### DOCUMENT EXCERPT:
· · · · · · ·

In Colombia, biodiversity researchers seek relief from regulatory red tape

Colombian biologist Jean Paul Delgado dropped plans to sequence the genome of Bolitoglossa ramosi, a native salamander that can regenerate lost limbs, because of burdensome regulations.

Andrea Gómez/Genetics, Regeneration and Cancer Group at the University of Antioquia

MEDELLÍN, COLOMBIA—In 2011, when biologist Jean Paul Delgado set up his laboratory at the University of Antioquia (UdeA) here, he was eager to help his home nation learn more about its extraordinary biological wealth, including some 800 species of salamanders, frogs, and other amphibians. Delgado’s enthusiasm soon turned to frustration, however, and he’s largely abandoned his efforts to study Colombia’s biodiversity.

Sitting in his office recently, he displayed the reason: a huge folder stuffed with the paperwork needed to get government permission to collect native species or just sample their DNA. It can take a year or more to obtain approval from Colombia’s Ministry of Environment and Sustainable Development, Delgado says. And, “If you deviate from the contract, there will be consequences” that could include fines and research restrictions.

Many Colombian researchers say the cumbersome, stressful process has prompted them to give up on studies involving the nation’s more than 62,000 native species. Delgado, for example, is no longer planning to sequence the genome of Colombian salamander Bolitoglossa ramosi, which regenerates lost limbs. And UdeA chemist Alejandro Martínez dropped his effort to extract useful chemical compounds from marine sponges found along the nation’s Caribbean coast. “My scientific productivity was sadly affected,” Martínez says.

· · · · · · ·

### EXCERPTED DATA:

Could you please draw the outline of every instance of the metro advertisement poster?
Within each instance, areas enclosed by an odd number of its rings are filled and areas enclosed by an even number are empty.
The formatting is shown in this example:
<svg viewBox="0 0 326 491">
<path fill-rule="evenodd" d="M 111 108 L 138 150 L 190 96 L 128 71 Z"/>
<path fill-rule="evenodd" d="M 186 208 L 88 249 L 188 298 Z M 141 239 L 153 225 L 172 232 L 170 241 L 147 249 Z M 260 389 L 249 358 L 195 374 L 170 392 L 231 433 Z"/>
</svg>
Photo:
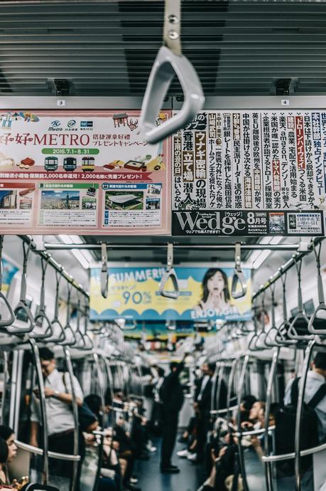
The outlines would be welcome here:
<svg viewBox="0 0 326 491">
<path fill-rule="evenodd" d="M 134 320 L 224 320 L 251 319 L 251 270 L 244 269 L 247 292 L 235 300 L 231 295 L 234 270 L 230 268 L 175 268 L 180 295 L 169 299 L 158 292 L 165 268 L 109 268 L 109 294 L 101 295 L 100 268 L 91 270 L 91 320 L 111 320 L 116 318 Z M 172 281 L 165 286 L 173 290 Z"/>
<path fill-rule="evenodd" d="M 0 231 L 170 233 L 169 140 L 138 134 L 138 110 L 0 116 Z M 160 112 L 157 125 L 170 112 Z"/>
<path fill-rule="evenodd" d="M 323 235 L 325 110 L 207 110 L 172 139 L 173 235 Z"/>
</svg>

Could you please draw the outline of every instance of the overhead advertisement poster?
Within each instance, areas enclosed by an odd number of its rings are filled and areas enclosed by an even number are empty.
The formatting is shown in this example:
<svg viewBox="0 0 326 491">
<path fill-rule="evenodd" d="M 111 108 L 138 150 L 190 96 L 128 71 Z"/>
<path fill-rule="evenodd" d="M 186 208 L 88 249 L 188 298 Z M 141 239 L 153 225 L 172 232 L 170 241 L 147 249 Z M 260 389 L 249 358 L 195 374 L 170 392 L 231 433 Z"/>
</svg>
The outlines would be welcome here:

· · · · · · ·

### EXPLORE THE MATERIAL:
1 – From the Colombia biodiversity article, copy the passage that begins at the words "MEDELLÍN, COLOMBIA—In 2011, when" and stops after "and research restrictions.".
2 – Answer these questions using the Colombia biodiversity article:
(a) In what year did Delgado set up his laboratory at the University of Antioquia?
(b) According to Delgado, how long can it take to get approval from Colombia's Ministry of Environment and Sustainable Development?
(c) Along which coast are the marine sponges that Martínez had planned to study found?

### EXERCISE RESULTS:
1 –
MEDELLÍN, COLOMBIA—In 2011, when biologist Jean Paul Delgado set up his laboratory at the University of Antioquia (UdeA) here, he was eager to help his home nation learn more about its extraordinary biological wealth, including some 800 species of salamanders, frogs, and other amphibians. Delgado’s enthusiasm soon turned to frustration, however, and he’s largely abandoned his efforts to study Colombia’s biodiversity.

Sitting in his office recently, he displayed the reason: a huge folder stuffed with the paperwork needed to get government permission to collect native species or just sample their DNA. It can take a year or more to obtain approval from Colombia’s Ministry of Environment and Sustainable Development, Delgado says. And, “If you deviate from the contract, there will be consequences” that could include fines and research restrictions.

2 –
(a) 2011
(b) A year or more
(c) The nation's Caribbean coast